§ GOAL: Copy out the part of the Cloud Bigtable practice question below that opens with "Your company has" and closes with "should you do?", putting "support team" in place of "operations team".

§ SELECTED EXTRACT:
=======

Your company has an application running on Google Cloud that collects data from thousands of physical devices that are globally distributed. Data is published to Pub/Sub and streamed in real time into an SSD Cloud Bigtable cluster via a Dataflow pipeline. The operations team informs you that your Cloud Bigtable cluster has a hotspot, and queries are taking longer than expected. You need to resolve the problem and prevent it from happening in the future. What should you do?
A. Advise your clients to use HBase APIs instead of NodeJS APIs.
B. Delete records older than 30 days.
C. Review your RowKey strategy and ensure that keys are evenly spread across the alphabet.
D. Double the number of nodes you currently have.
Disclaimer
This is a practice question. There is no guarantee of coming this question in the certification exam.
Answer
C
Explanation
A. Advise your clients to use HBase APIs instead of NodeJS APIs.
(Ruled out.)
B. Delete records older than 30 days.
(Ruled out.)
C. Review your RowKey strategy and ensure that keys are evenly spread across the alphabet.
(https://cloud.google.com/bigtable/docs/schema-design#row-keys
The RowKey is used to sort data within a Cloud Bigtable cluster. If the keys are not evenly spread across the alphabet, it can result in a hotspot and slow down queries. To prevent this from happening in the future, you should review your RowKey strategy and ensure that keys are evenly spread across the alphabet. This will help to distribute the data evenly across the cluster and improve query performance. Other potential solutions to consider include adding more nodes to the cluster or optimizing your query patterns. However, deleting records older than 30 days or advising clients to use HBase APIs instead of NodeJS APIs would not address the issue of a hotspot in the cluster.)
D. Double the number of nodes you currently have.
(This will not help.)

=======

§ ENTRIES SUPPLIED:
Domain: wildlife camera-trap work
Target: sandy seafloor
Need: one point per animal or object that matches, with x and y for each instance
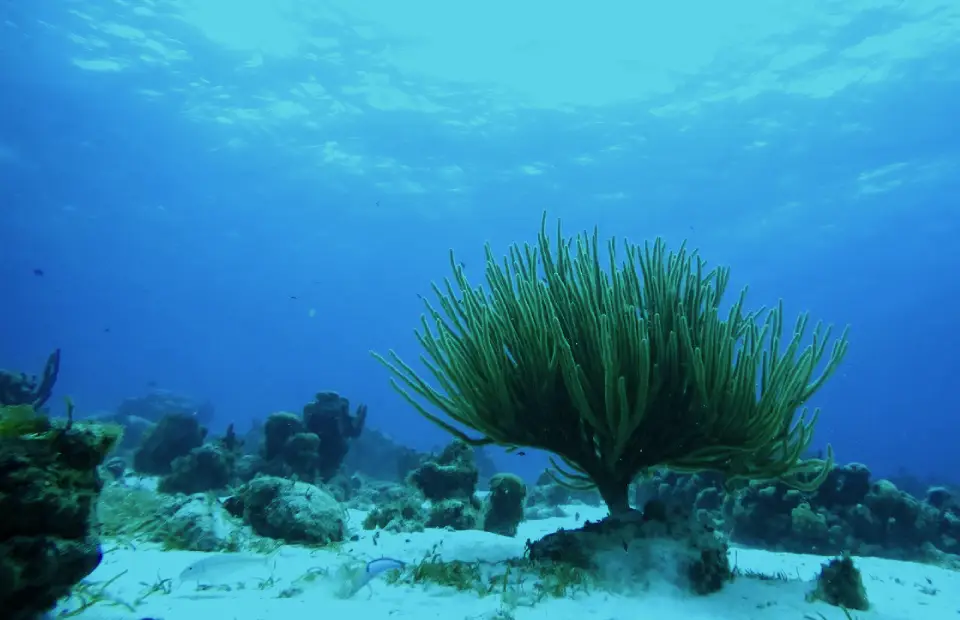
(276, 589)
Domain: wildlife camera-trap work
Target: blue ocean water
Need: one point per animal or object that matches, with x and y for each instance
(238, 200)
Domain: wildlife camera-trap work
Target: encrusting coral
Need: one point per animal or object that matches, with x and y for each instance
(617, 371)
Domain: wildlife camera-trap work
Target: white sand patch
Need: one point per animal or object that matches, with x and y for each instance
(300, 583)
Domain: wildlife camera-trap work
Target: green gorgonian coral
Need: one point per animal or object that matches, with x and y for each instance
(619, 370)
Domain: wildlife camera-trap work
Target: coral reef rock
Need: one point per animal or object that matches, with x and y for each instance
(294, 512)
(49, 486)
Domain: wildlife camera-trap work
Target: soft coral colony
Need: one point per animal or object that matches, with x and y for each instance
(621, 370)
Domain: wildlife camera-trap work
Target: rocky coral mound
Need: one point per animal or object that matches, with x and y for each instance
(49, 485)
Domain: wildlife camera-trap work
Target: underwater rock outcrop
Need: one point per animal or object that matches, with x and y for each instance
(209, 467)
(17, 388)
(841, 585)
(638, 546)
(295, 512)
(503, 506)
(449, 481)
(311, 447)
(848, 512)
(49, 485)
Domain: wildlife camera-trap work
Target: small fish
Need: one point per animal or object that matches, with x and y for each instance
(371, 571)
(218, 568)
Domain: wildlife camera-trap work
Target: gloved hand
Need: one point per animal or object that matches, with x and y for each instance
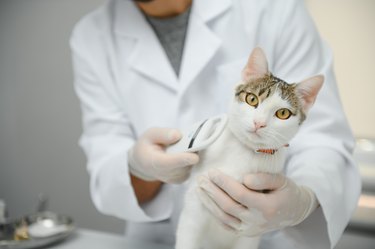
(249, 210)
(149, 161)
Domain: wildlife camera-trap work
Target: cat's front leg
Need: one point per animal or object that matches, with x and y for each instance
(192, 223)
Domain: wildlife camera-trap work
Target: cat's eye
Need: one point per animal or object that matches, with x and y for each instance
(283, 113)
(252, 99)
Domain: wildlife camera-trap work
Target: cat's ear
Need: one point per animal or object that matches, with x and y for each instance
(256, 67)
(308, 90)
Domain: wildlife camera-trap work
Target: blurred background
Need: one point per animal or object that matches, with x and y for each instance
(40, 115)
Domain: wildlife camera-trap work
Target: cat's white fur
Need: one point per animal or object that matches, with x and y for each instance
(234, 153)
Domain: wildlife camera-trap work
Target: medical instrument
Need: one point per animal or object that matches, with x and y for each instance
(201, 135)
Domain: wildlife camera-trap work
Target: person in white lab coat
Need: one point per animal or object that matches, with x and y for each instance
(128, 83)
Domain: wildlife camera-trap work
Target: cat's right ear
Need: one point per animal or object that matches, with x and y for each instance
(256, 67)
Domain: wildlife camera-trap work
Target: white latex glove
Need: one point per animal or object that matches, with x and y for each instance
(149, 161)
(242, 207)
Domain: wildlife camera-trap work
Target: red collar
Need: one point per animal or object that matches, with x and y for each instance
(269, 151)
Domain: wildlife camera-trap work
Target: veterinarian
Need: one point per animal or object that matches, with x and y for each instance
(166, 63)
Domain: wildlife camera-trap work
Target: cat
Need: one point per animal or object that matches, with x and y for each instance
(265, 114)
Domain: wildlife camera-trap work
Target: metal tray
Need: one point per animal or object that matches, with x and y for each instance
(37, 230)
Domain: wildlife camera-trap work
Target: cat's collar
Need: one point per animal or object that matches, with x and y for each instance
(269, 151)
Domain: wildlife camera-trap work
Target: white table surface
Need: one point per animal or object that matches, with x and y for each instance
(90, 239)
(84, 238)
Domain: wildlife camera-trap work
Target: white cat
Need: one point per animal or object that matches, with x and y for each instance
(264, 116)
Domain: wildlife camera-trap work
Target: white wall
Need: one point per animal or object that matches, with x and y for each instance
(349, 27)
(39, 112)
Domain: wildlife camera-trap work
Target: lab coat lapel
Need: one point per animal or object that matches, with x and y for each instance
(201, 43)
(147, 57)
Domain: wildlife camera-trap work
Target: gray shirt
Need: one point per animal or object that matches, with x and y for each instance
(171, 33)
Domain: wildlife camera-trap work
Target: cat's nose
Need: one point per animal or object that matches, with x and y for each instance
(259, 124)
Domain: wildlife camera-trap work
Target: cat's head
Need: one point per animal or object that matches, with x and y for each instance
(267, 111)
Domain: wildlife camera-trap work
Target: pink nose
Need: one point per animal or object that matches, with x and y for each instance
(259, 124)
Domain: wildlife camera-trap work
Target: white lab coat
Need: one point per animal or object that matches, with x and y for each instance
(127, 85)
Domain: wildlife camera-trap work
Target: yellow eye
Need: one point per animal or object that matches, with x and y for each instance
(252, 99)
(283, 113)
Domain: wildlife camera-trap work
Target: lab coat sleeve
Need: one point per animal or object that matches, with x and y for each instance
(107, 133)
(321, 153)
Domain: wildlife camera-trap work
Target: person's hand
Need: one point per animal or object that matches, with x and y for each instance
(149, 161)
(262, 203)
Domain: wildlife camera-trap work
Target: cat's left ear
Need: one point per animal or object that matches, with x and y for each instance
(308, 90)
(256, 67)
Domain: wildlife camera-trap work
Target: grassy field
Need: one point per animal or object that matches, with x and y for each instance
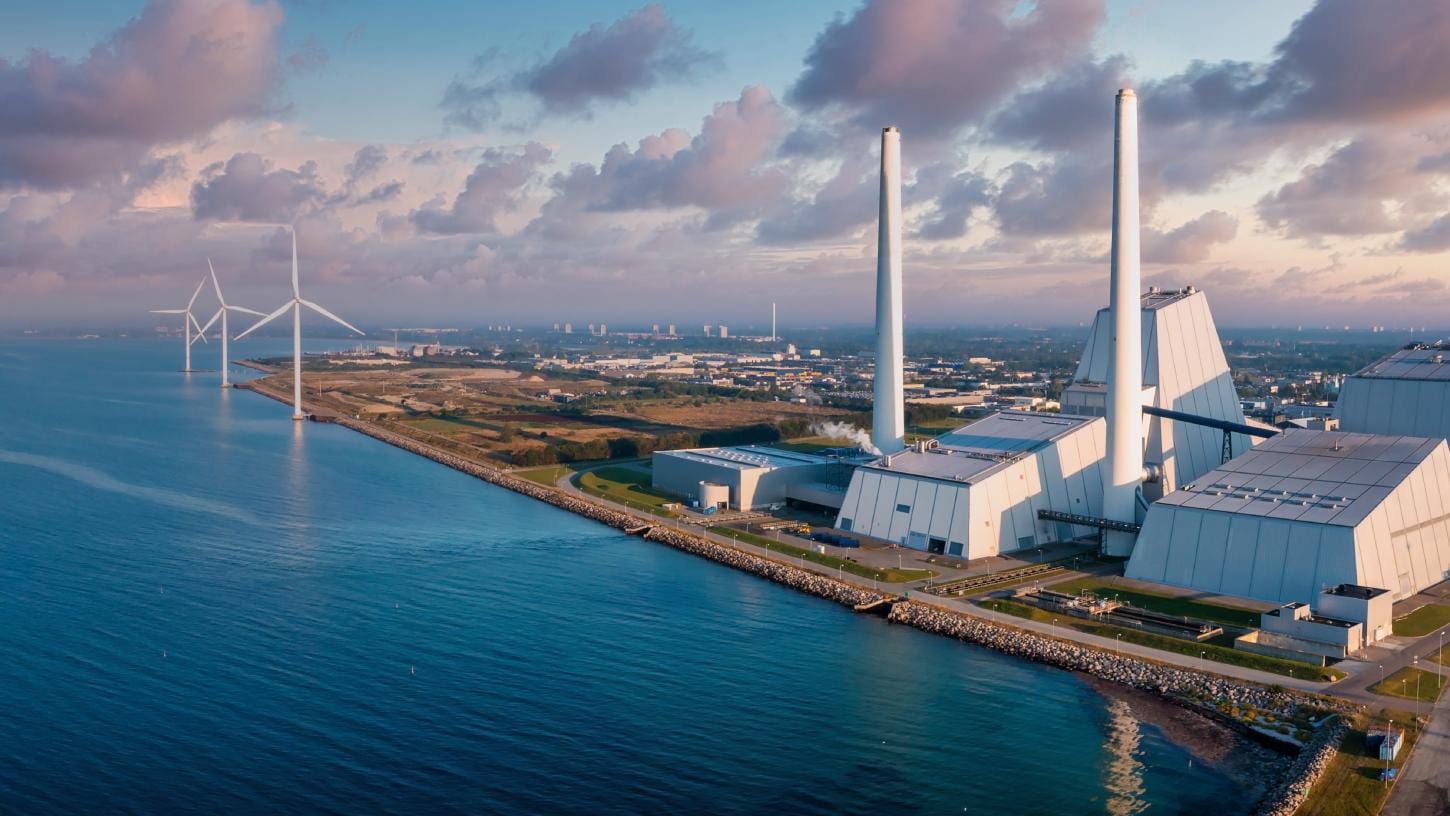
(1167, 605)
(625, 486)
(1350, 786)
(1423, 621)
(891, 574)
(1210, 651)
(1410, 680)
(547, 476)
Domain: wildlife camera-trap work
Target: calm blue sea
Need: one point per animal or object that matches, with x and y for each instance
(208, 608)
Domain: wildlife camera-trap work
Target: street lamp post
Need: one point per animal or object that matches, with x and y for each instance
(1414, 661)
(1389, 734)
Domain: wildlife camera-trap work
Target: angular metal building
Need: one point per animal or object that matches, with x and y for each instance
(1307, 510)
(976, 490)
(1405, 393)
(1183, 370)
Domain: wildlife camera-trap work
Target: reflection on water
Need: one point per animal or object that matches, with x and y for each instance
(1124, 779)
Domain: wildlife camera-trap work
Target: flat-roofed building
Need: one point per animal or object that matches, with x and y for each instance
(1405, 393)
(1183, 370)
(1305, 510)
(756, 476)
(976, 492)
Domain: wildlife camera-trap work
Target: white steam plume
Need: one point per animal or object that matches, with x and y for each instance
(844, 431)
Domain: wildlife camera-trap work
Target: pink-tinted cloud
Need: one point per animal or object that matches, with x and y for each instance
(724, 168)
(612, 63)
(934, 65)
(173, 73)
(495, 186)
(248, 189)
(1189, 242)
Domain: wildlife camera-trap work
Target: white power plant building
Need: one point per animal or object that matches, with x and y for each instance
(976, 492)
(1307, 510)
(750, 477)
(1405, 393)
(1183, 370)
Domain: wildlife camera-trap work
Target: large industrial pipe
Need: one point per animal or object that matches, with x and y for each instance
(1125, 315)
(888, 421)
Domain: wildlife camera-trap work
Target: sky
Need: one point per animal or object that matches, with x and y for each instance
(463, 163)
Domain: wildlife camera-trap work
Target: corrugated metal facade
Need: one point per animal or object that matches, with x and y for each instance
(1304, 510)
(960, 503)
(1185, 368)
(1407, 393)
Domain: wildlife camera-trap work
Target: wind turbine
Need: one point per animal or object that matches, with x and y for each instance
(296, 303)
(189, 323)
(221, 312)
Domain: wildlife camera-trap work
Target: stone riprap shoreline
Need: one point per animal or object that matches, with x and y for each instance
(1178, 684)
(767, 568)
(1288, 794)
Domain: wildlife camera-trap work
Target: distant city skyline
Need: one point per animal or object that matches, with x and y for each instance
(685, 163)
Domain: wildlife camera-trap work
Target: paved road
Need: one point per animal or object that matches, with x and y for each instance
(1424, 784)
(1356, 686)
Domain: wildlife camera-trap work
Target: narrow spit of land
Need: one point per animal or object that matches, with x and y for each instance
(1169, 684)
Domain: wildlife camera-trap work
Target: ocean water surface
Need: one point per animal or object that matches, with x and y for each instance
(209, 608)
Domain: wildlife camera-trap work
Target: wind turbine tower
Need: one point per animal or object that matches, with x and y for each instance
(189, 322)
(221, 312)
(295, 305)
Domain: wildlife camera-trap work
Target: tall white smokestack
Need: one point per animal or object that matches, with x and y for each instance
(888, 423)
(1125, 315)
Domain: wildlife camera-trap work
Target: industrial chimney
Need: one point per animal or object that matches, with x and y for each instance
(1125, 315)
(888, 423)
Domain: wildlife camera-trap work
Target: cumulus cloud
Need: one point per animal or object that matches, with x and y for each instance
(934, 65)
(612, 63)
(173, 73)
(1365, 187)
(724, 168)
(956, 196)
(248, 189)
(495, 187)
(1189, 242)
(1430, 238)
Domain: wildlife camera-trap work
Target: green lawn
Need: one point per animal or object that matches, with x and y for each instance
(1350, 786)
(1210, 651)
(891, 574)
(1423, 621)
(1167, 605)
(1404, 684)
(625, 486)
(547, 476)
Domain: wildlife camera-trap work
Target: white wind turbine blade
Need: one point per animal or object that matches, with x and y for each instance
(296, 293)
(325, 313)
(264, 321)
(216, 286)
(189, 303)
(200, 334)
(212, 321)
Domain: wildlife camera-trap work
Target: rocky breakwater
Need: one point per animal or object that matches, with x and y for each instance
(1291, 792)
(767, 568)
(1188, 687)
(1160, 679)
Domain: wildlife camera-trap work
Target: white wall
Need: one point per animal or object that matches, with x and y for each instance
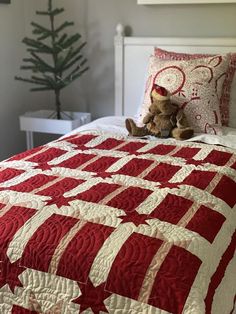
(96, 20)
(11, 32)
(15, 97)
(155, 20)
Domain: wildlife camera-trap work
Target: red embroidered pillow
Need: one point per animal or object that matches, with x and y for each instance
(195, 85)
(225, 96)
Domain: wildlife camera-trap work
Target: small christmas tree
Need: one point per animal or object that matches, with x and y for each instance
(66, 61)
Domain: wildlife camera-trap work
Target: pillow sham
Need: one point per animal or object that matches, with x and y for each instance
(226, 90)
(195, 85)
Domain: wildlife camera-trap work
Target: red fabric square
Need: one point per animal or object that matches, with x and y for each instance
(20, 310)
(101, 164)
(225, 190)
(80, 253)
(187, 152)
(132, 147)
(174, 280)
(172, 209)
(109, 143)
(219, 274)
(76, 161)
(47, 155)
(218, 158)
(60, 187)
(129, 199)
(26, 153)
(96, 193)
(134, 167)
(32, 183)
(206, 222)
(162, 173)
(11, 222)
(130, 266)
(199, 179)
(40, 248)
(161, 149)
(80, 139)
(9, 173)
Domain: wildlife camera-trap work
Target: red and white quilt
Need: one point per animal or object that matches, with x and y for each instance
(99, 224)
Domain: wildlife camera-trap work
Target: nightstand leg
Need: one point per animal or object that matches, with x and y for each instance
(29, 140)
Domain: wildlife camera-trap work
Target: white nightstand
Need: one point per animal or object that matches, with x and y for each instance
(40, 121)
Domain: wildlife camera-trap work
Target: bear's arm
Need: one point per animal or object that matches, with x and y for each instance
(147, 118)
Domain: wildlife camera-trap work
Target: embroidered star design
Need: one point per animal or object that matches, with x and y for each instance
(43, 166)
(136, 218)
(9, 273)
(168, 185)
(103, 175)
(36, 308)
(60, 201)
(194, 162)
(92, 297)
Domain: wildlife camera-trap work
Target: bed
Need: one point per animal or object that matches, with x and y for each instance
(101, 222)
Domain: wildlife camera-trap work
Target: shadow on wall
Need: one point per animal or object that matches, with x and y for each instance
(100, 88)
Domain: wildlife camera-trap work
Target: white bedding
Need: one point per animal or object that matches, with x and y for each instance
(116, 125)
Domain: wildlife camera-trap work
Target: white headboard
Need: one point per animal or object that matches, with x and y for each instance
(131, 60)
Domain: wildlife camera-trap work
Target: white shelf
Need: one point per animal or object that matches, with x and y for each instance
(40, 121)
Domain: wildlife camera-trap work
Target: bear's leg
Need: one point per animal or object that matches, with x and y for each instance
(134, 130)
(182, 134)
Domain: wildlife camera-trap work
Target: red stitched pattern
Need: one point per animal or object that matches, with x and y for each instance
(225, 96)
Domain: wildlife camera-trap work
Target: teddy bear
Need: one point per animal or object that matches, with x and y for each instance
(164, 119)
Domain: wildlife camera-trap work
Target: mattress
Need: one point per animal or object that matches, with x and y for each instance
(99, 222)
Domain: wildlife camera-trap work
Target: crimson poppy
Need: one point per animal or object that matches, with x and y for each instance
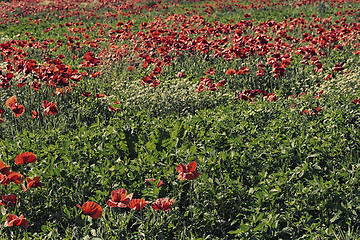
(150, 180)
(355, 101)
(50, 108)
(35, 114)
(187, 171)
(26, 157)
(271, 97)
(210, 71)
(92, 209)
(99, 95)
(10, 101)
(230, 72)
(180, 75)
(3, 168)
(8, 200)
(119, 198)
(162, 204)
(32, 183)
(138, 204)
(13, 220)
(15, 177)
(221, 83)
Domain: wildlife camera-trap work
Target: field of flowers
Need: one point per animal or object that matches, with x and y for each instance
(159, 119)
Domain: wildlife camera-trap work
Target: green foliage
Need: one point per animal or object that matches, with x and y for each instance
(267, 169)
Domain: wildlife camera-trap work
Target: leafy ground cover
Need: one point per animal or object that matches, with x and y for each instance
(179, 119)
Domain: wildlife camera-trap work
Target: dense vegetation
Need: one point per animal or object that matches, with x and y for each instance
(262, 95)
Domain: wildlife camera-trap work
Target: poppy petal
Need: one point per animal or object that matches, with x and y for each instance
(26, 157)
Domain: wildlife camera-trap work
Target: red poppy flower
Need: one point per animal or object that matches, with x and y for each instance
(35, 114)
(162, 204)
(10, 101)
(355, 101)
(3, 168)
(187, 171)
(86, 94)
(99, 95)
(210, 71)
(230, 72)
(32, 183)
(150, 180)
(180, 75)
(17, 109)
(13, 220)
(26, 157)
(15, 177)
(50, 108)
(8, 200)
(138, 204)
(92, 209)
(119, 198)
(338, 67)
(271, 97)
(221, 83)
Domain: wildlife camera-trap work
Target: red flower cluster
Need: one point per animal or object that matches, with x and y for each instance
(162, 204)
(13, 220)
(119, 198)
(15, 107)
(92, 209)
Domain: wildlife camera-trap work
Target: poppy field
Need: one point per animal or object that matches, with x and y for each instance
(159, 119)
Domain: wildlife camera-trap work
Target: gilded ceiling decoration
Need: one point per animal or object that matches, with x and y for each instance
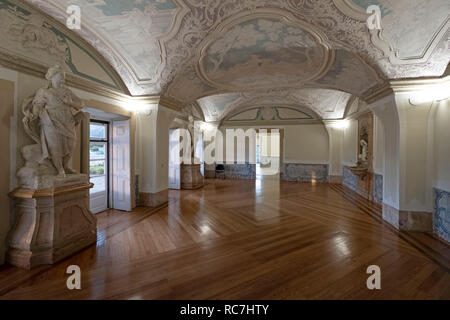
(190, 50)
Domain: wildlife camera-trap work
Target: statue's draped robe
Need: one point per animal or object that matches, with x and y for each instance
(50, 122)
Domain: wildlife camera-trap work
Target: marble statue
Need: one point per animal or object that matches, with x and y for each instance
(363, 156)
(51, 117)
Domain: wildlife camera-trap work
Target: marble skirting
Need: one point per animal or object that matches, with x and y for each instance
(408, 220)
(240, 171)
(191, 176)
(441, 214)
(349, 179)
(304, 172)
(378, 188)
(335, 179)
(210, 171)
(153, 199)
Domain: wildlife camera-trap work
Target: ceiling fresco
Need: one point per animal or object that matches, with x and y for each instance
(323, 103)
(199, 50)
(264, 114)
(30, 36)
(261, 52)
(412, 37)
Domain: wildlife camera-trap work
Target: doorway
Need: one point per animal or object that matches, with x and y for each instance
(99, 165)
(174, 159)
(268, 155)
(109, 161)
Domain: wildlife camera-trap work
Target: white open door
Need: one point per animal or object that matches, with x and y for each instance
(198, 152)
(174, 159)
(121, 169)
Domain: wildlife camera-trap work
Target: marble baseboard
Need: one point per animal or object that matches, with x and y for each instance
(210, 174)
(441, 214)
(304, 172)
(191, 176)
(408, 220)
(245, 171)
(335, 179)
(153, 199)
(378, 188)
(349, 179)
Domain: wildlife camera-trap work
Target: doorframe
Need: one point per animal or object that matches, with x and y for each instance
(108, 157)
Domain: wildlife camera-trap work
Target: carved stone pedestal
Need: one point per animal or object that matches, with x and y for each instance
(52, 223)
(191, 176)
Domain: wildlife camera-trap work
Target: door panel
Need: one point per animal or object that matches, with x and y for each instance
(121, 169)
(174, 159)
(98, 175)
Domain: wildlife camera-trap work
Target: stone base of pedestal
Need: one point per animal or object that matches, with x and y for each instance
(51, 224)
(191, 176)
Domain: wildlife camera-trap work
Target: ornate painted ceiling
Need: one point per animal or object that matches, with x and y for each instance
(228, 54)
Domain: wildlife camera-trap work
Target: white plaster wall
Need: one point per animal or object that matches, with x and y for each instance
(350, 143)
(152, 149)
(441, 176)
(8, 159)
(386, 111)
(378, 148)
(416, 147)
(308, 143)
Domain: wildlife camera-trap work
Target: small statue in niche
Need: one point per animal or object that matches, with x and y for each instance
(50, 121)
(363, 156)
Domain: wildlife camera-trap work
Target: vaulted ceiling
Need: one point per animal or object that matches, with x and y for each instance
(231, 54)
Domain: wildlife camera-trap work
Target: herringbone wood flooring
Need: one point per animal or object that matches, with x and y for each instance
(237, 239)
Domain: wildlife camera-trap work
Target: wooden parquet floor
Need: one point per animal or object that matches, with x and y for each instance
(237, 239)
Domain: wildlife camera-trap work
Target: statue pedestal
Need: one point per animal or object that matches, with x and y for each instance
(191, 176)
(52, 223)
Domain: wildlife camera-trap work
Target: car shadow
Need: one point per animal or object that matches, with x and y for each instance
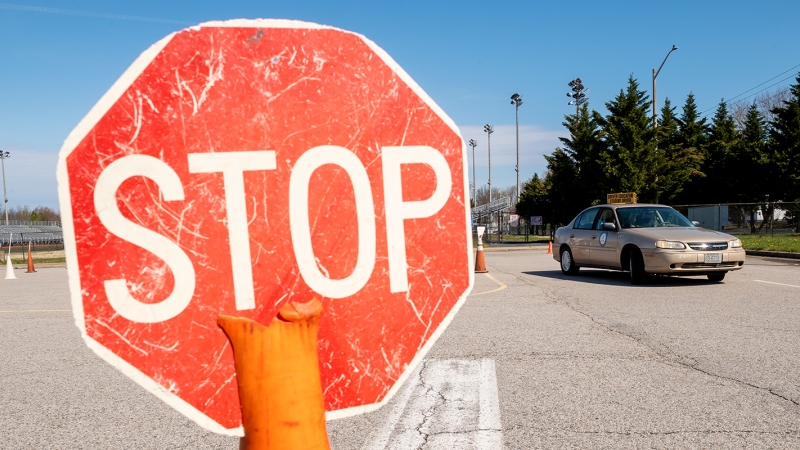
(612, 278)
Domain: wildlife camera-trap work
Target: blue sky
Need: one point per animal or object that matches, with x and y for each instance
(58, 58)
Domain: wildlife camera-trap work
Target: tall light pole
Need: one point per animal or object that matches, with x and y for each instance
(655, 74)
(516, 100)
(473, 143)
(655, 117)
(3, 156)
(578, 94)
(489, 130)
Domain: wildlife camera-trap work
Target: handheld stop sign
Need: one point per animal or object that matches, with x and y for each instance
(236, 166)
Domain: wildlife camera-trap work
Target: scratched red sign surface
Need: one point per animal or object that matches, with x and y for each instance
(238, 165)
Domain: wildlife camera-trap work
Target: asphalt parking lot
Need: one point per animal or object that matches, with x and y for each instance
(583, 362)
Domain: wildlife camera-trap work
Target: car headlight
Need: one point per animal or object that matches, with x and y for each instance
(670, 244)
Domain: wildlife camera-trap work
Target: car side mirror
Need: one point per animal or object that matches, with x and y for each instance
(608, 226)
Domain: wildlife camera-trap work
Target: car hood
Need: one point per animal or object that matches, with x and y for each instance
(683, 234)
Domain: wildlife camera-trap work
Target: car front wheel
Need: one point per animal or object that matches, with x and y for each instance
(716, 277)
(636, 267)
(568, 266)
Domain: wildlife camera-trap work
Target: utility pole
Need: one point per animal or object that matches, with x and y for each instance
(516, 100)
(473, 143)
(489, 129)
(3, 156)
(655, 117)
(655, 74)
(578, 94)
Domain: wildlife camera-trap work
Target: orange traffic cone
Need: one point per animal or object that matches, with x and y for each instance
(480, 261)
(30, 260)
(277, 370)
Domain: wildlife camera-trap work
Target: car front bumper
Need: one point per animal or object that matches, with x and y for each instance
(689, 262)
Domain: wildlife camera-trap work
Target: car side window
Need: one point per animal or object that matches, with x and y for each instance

=======

§ RESPONSE:
Your company has an application running on Google Cloud that collects data from thousands of physical devices that are globally distributed. Data is published to Pub/Sub and streamed in real time into an SSD Cloud Bigtable cluster via a Dataflow pipeline. The support team informs you that your Cloud Bigtable cluster has a hotspot, and queries are taking longer than expected. You need to resolve the problem and prevent it from happening in the future. What should you do?